» Zu untersuchender Text
################

# Cubase SX3 - Automation / Routing



## Fimbulvet (7. September 2010)

Hallo,

ich hätte da mal kurz ein paar Fragen wegen Cubase SX3.

*Erstens :*
*Was ist eigentlich Automation* ? Ich arbeite nun eine Weile mit Cubase und langsam scheine ich bei meinen Fragen nicht mehr um dieses Thema herum zu kommen. Kann das jemand so erklären das man es versteht? 
*Vorkenntnisse :* Ich weis das man die Read / Write Button dafür verwenden muss. Man kann mit Automation Paramater festlegen die bei einem Teil einer Audiospur verändert werden.

*Zweitens:*
Ich habe einige Probleme mit meiner Rechenleistung. Der Computer ist eigentlich nicht schlecht aber stößt an seine Grenzen. 
Stichwort *Routing*
Ich hab auf 7 Gitarrenspuren Guitarrig als insert laufen mit immer High Quality aktiviert. Nun noch hier und da Inserteffekte auf Gesang und andere Komponenten . Nun kommt die Drum-Bearbeitung. 2-3 Inserts pro Drum-element Spur un der Rechner is Tod 
( Drums sind per Midispur integriert. Battery routet jedes Element meines Sets auf extra Spuren. Auf diesesn liegen die Effekte. )

################

» Verfügbare Daten
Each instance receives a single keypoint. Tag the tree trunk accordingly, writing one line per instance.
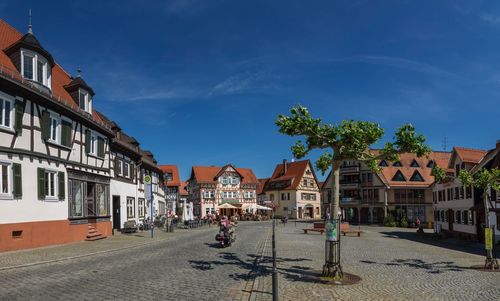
(332, 267)
(489, 253)
(336, 188)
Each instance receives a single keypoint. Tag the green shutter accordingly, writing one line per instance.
(41, 183)
(100, 147)
(117, 170)
(18, 187)
(61, 185)
(66, 133)
(45, 125)
(19, 113)
(87, 141)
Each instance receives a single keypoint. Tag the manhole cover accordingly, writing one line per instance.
(348, 279)
(483, 269)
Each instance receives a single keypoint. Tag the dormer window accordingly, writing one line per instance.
(85, 101)
(35, 67)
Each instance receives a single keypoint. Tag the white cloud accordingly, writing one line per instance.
(242, 82)
(493, 20)
(398, 63)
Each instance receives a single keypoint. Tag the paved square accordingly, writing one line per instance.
(188, 265)
(391, 264)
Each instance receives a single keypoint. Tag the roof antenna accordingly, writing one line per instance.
(30, 27)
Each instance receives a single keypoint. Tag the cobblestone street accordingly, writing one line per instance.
(393, 264)
(188, 266)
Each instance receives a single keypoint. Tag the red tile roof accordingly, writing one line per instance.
(262, 185)
(182, 189)
(60, 78)
(294, 172)
(469, 155)
(207, 174)
(175, 174)
(387, 174)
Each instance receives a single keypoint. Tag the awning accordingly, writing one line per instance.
(227, 206)
(259, 207)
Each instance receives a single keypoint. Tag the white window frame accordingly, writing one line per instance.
(10, 180)
(57, 119)
(126, 167)
(120, 167)
(46, 77)
(131, 206)
(93, 143)
(87, 100)
(54, 185)
(7, 98)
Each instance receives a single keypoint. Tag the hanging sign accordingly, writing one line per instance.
(488, 239)
(331, 230)
(147, 188)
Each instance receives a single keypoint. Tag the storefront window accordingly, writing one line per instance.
(101, 200)
(76, 199)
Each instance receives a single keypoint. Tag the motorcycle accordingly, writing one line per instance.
(225, 237)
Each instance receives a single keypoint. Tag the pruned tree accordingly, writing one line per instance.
(348, 140)
(485, 180)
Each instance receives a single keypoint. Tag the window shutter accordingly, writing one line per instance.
(16, 171)
(45, 125)
(87, 141)
(19, 112)
(41, 183)
(66, 133)
(117, 169)
(100, 147)
(61, 185)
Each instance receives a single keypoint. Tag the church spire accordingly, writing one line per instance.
(30, 26)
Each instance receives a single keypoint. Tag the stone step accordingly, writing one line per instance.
(95, 238)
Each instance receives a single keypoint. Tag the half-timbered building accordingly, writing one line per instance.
(210, 187)
(54, 150)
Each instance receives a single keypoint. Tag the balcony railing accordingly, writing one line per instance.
(349, 169)
(349, 200)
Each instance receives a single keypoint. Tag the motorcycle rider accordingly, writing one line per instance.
(226, 226)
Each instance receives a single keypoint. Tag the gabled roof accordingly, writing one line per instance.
(293, 175)
(175, 174)
(490, 160)
(78, 82)
(262, 185)
(387, 173)
(182, 189)
(468, 155)
(29, 41)
(9, 36)
(207, 174)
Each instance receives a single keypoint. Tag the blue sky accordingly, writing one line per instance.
(201, 82)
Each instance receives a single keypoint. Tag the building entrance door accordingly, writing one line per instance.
(90, 199)
(451, 218)
(116, 212)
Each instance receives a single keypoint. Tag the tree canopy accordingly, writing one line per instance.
(349, 140)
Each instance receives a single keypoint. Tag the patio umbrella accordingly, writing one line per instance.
(227, 206)
(263, 207)
(185, 214)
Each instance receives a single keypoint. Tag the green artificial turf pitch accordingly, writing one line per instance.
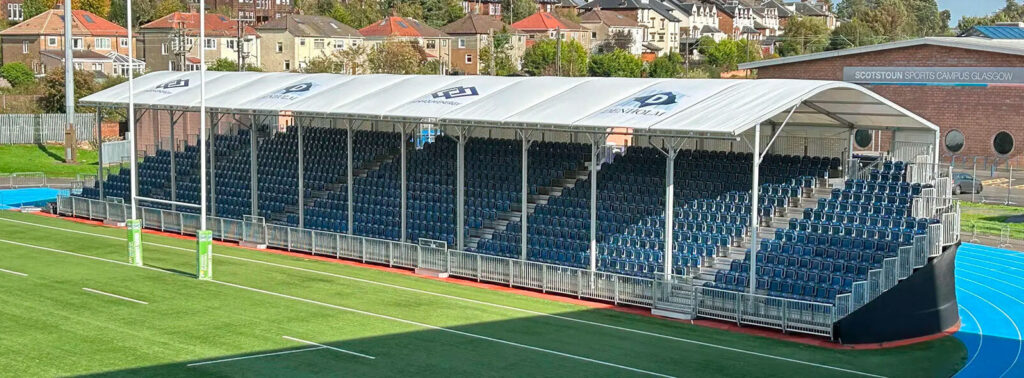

################

» Problemstellung
Nennen Sie alle Programme und Plug-ins, die im Forumsbeitrag über Cubase SX3 namentlich erwähnt werden.

» Antwortfeld
Cubase SX3, Guitarrig, Battery